*Estratto:*

----

Successivamente Lipari ha passato in rassegna prima il reato di corruzione e poi quello di truffa, citando molte mail, messaggi whatsapp e minute cartacee agli atti come prove a carico degli imputati. Infine quello di estorsione a carico del broker Gianluigi Torzi e di abuso d’ufficio, reato contestato a tutti gli imputati legati alla Santa Sede, compresi Renè Brülhart, già presidente dell’Autorità di informazione finanziaria (Aif) e il direttore Tommaso Di Ruzza. In conclusione, il legale dell’Istituto per le Opere di religione ha ricordato che in questo processo “abbiamo visto il ricorso a strumenti finanziari nei quali l’amministratore di beni ecclesiastici perdeva ogni possibilità di controllo e l’impiego del denaro della Chiesa senza alcun controllo e accuratezza. Abbiamo visto alcuni interni della Santa Sede solidarizzare con gli estorsori della Santa Sede stessa”. E infine “abbiamo visto travisate tutte le indicazioni della lettera di san Giovanni Paolo II, da persone che hanno tradito il mandato ricevuto dalla Chiesa”.

----

*Materiale fornito:*
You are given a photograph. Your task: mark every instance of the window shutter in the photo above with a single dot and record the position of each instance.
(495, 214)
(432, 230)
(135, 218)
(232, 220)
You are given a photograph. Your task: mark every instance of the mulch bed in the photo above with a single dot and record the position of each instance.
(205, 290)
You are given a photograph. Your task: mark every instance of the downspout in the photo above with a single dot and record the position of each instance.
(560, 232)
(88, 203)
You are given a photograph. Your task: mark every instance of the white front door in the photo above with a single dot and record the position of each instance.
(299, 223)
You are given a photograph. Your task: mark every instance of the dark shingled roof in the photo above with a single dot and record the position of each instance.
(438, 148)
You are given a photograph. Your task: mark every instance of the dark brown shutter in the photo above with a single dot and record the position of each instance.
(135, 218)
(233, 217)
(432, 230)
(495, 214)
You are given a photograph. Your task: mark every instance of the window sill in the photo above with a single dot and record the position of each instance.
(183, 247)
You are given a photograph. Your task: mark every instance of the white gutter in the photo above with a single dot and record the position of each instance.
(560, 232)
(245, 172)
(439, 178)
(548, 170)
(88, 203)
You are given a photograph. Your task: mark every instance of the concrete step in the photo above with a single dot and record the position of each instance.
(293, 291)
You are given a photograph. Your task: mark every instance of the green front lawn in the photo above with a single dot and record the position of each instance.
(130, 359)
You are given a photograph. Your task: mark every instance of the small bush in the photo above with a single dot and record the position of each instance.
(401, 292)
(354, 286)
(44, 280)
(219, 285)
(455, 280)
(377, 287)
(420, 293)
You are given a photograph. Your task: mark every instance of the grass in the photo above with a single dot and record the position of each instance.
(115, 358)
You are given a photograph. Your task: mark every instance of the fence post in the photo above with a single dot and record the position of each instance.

----

*Attività da svolgere:*
1. Traduci in inglese questa frase dell'estratto: «Successivamente Lipari ha passato in rassegna prima il reato di corruzione e poi quello di truffa, citando molte mail, messaggi whatsapp e minute cartacee agli atti come prove a carico degli imputati.»
2. Aggiorna l'elenco sostituendo "single dot" con "small cross" e lasciando invariato tutto il resto. Parti dalla riga dell'elenco che contiene "the window sill", arriva fino alla fine dell'elenco e riporta solo queste righe.

*Risposte in ordine:*
1. Lipari then reviewed first the offense of corruption and then that of fraud, citing many emails, WhatsApp messages and paper minutes on file as evidence against the defendants.

2.
You are given a photograph. Your task: mark every instance of the window sill in the photo above with a small cross and record the position of each instance.
(183, 247)
You are given a photograph. Your task: mark every instance of the white gutter in the photo above with a small cross and record the position of each instance.
(560, 232)
(245, 172)
(439, 178)
(548, 170)
(88, 203)
You are given a photograph. Your task: mark every instance of the concrete step in the photo above with a small cross and record the position of each instance.
(293, 291)
You are given a photograph. Your task: mark every instance of the green front lawn in the photo above with a small cross and record the position of each instance.
(130, 359)
You are given a photograph. Your task: mark every instance of the small bush in the photo above with a small cross and record the position of each instance.
(401, 292)
(354, 286)
(44, 280)
(219, 285)
(455, 280)
(377, 287)
(420, 293)
You are given a photograph. Your task: mark every instance of the grass in the photo above with a small cross and record the position of each instance.
(115, 358)
You are given a photograph. Your task: mark every instance of the fence post in the photo above with a small cross and record the position of each instance.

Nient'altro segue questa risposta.